[Start EXERCISE MATERIALS]

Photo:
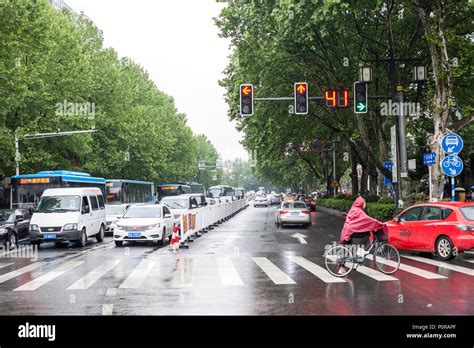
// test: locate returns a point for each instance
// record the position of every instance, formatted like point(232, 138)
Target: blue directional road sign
point(452, 165)
point(387, 180)
point(429, 158)
point(452, 144)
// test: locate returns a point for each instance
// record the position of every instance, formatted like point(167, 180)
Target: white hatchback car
point(144, 223)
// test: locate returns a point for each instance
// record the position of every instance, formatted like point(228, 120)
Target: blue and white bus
point(122, 191)
point(28, 188)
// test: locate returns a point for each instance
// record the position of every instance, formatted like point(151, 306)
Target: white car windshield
point(176, 203)
point(143, 213)
point(54, 204)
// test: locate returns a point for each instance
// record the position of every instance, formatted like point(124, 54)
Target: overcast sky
point(176, 42)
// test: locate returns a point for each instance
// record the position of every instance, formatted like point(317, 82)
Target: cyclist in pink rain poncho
point(357, 221)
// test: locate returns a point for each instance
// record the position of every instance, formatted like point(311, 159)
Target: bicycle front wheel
point(339, 261)
point(387, 258)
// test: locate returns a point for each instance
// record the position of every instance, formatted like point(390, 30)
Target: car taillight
point(466, 228)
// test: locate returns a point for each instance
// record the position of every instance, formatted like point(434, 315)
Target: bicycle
point(340, 261)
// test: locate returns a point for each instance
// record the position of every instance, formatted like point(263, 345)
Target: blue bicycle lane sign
point(452, 165)
point(452, 144)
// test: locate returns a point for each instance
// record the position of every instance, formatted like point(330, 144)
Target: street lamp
point(365, 74)
point(419, 73)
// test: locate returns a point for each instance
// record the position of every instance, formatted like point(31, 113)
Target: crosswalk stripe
point(227, 272)
point(7, 276)
point(90, 278)
point(441, 264)
point(272, 271)
point(2, 265)
point(137, 277)
point(410, 269)
point(183, 277)
point(318, 271)
point(45, 278)
point(107, 309)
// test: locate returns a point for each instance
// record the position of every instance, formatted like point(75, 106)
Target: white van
point(69, 214)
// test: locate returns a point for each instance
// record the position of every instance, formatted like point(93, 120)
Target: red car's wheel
point(444, 248)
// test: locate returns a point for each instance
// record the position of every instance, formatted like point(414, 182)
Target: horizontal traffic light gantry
point(246, 100)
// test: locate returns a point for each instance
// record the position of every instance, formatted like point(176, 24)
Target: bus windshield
point(176, 203)
point(54, 204)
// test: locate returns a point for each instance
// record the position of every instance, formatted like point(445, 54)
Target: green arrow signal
point(361, 106)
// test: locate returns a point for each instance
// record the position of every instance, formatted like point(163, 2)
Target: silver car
point(261, 200)
point(293, 213)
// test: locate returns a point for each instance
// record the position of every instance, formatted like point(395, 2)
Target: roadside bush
point(386, 200)
point(378, 210)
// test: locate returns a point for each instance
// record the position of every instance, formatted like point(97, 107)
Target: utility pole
point(334, 164)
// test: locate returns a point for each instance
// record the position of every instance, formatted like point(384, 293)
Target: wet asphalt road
point(245, 266)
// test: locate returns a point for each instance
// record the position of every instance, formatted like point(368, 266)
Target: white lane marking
point(111, 292)
point(183, 277)
point(227, 272)
point(90, 278)
point(272, 271)
point(441, 264)
point(318, 271)
point(410, 269)
point(107, 309)
point(137, 277)
point(47, 277)
point(369, 272)
point(372, 273)
point(7, 276)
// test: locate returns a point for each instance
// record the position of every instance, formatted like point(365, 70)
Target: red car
point(440, 227)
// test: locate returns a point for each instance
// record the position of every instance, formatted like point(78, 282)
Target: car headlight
point(69, 227)
point(153, 226)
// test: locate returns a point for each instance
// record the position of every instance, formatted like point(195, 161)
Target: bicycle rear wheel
point(339, 261)
point(387, 258)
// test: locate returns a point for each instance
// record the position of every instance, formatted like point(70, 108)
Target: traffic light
point(246, 100)
point(360, 98)
point(301, 98)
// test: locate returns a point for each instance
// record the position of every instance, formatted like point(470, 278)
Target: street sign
point(301, 98)
point(360, 98)
point(387, 180)
point(429, 158)
point(246, 100)
point(452, 144)
point(452, 165)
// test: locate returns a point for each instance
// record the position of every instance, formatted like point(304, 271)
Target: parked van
point(69, 214)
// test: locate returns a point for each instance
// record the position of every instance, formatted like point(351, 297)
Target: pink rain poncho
point(358, 221)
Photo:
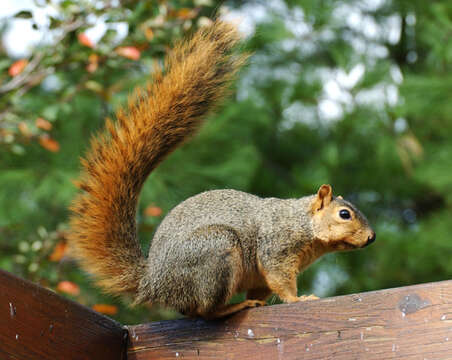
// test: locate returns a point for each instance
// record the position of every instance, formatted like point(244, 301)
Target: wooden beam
point(407, 323)
point(36, 323)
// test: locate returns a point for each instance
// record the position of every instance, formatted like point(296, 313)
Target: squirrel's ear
point(323, 198)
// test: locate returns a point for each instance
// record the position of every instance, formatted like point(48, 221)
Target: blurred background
point(352, 93)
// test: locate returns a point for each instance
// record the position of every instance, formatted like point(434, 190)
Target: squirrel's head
point(337, 224)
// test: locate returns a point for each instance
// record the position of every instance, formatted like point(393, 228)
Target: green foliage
point(340, 92)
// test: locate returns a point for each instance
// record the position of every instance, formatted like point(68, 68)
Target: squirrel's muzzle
point(371, 239)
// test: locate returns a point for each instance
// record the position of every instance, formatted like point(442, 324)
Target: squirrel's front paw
point(255, 303)
point(307, 297)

[End EXERCISE MATERIALS]

Output the entries above exactly, without their pictures.

:: WRITTEN RESPONSE ::
Photo:
// test: locate returns a point for each instance
// record the position of every instance, formatted like point(232, 138)
Target: blue directional road sign
point(452, 165)
point(387, 180)
point(429, 158)
point(452, 144)
// test: locate returns a point for each instance
// record the position of every instance, formatted like point(167, 180)
Target: white hatchback car
point(144, 223)
// test: locate returns a point for each instance
// record the position of every instance, formatted like point(228, 120)
Target: blue and white bus
point(122, 191)
point(28, 188)
// test: locate returns a point for each instance
// record the position of every instance, formatted like point(151, 306)
Target: white car windshield
point(176, 203)
point(143, 213)
point(54, 204)
// test: locate returns a point for each instance
// record the position of every instance, formatted like point(124, 54)
Target: overcast sky
point(176, 42)
// test: locate returns a point for each instance
// record the position of every instance, formatted like point(317, 82)
Target: cyclist in pink rain poncho
point(357, 221)
// test: locate returns a point for each instance
// record the position of every instance, formatted like point(311, 159)
Target: bicycle front wheel
point(339, 261)
point(387, 258)
// test: locate returns a point for each instance
// record the position of every instance, formatted like point(390, 30)
Target: car taillight
point(466, 228)
// test: locate returns a point for each instance
// record the position of every instance, formatted like point(434, 315)
Target: bicycle
point(340, 261)
// test: locate returns a point for each instance
// record the position of every instance, formatted like point(263, 345)
Target: blue bicycle lane sign
point(452, 165)
point(452, 144)
// test: locate returns a point for each instance
// record the position of every instance, formatted like point(330, 144)
Target: street lamp
point(365, 74)
point(419, 73)
// test: locate returns a point for each instance
// record the position of every instance, formatted like point(31, 113)
Target: crosswalk stripe
point(227, 272)
point(7, 276)
point(90, 278)
point(441, 264)
point(272, 271)
point(2, 265)
point(137, 277)
point(410, 269)
point(183, 277)
point(318, 271)
point(45, 278)
point(107, 309)
// test: locate returns a point for each instance
// record the position of every instance, formatted like point(75, 106)
Target: white van
point(69, 214)
// test: locate returns a point for each instance
// record the position of every instance, formatted like point(93, 120)
Target: red car's wheel
point(444, 248)
// test: locate returns a point for each instance
// record the position of every instance, formatted like point(414, 182)
Target: horizontal traffic light gantry
point(246, 100)
// test: locate returns a point for each instance
// record the position of every instance, formatted like point(176, 24)
Target: bus windshield
point(176, 203)
point(54, 204)
// test: locate returns a point for each instance
// record the position of every instance, formatted like point(445, 54)
Target: green arrow signal
point(361, 106)
// test: locate returns a point for each instance
// record the position of every instance, formatted like point(163, 2)
Target: silver car
point(261, 200)
point(293, 213)
// test: locate returns a point for each instance
// record the position of every instance, formatted like point(395, 2)
Target: roadside bush
point(386, 200)
point(378, 210)
// test: locate returns a point for each instance
// record the position of every instance, formatted like point(97, 107)
Target: utility pole
point(334, 164)
// test: locate returns a point for each instance
// record the position of every instance, formatted like point(384, 293)
Target: wet asphalt road
point(245, 266)
// test: locate returns a point for each instance
// record the position of every instance, formatted like point(368, 266)
Target: white lane marking
point(111, 292)
point(183, 277)
point(227, 272)
point(90, 278)
point(272, 271)
point(441, 264)
point(318, 271)
point(410, 269)
point(107, 309)
point(137, 277)
point(47, 277)
point(369, 272)
point(372, 273)
point(7, 276)
// test: locate returns a point for each instance
// record the position of every instance, formatted like point(365, 70)
Target: red car
point(440, 227)
// test: locate returns a point for each instance
// record the position of every instance, formatted like point(78, 282)
Target: car headlight
point(69, 227)
point(153, 226)
// test: locate returns a point for each instance
// record the position of every instance, formatted like point(195, 161)
Target: bicycle rear wheel
point(339, 261)
point(387, 258)
// test: locate returns a point for each instance
// record the position of every instance, formatted like point(70, 108)
Target: traffic light
point(246, 100)
point(360, 98)
point(301, 98)
// test: locate returns a point for each instance
// record the position of every instance, formatted like point(470, 278)
Target: street sign
point(301, 98)
point(360, 98)
point(387, 180)
point(429, 158)
point(246, 100)
point(452, 144)
point(452, 165)
// test: locate returns a point for each instance
// record the position of every instance, formatted like point(304, 271)
Target: parked van
point(69, 214)
// test: locate returns a point for each instance
// record the position of every instance, formatted like point(351, 297)
Target: pink rain poncho
point(358, 221)
Photo:
// test: locate returns a point for each instance
// record the position of every instance, formatted like point(244, 301)
Target: wooden beam
point(407, 323)
point(36, 323)
// test: locate returns a point for each instance
// record the position of every instance, formatted like point(296, 313)
Target: squirrel's ear
point(323, 198)
// test: locate returns a point for each instance
// record the position of every instance, formatted like point(48, 221)
Target: blurred background
point(352, 93)
// test: locate returns a point for each instance
// record the position of every instance, formatted like point(434, 190)
Target: squirrel's head
point(337, 224)
// test: locate returns a point for each instance
// record the position of every instance, formatted like point(393, 228)
Target: green foliage
point(340, 92)
// test: locate returns a point for each instance
// record the position of every instance, formatted like point(68, 68)
Target: squirrel's muzzle
point(371, 239)
// test: locate returns a point for each instance
// record the position of every instance, formatted like point(442, 324)
Target: squirrel's front paw
point(255, 303)
point(307, 297)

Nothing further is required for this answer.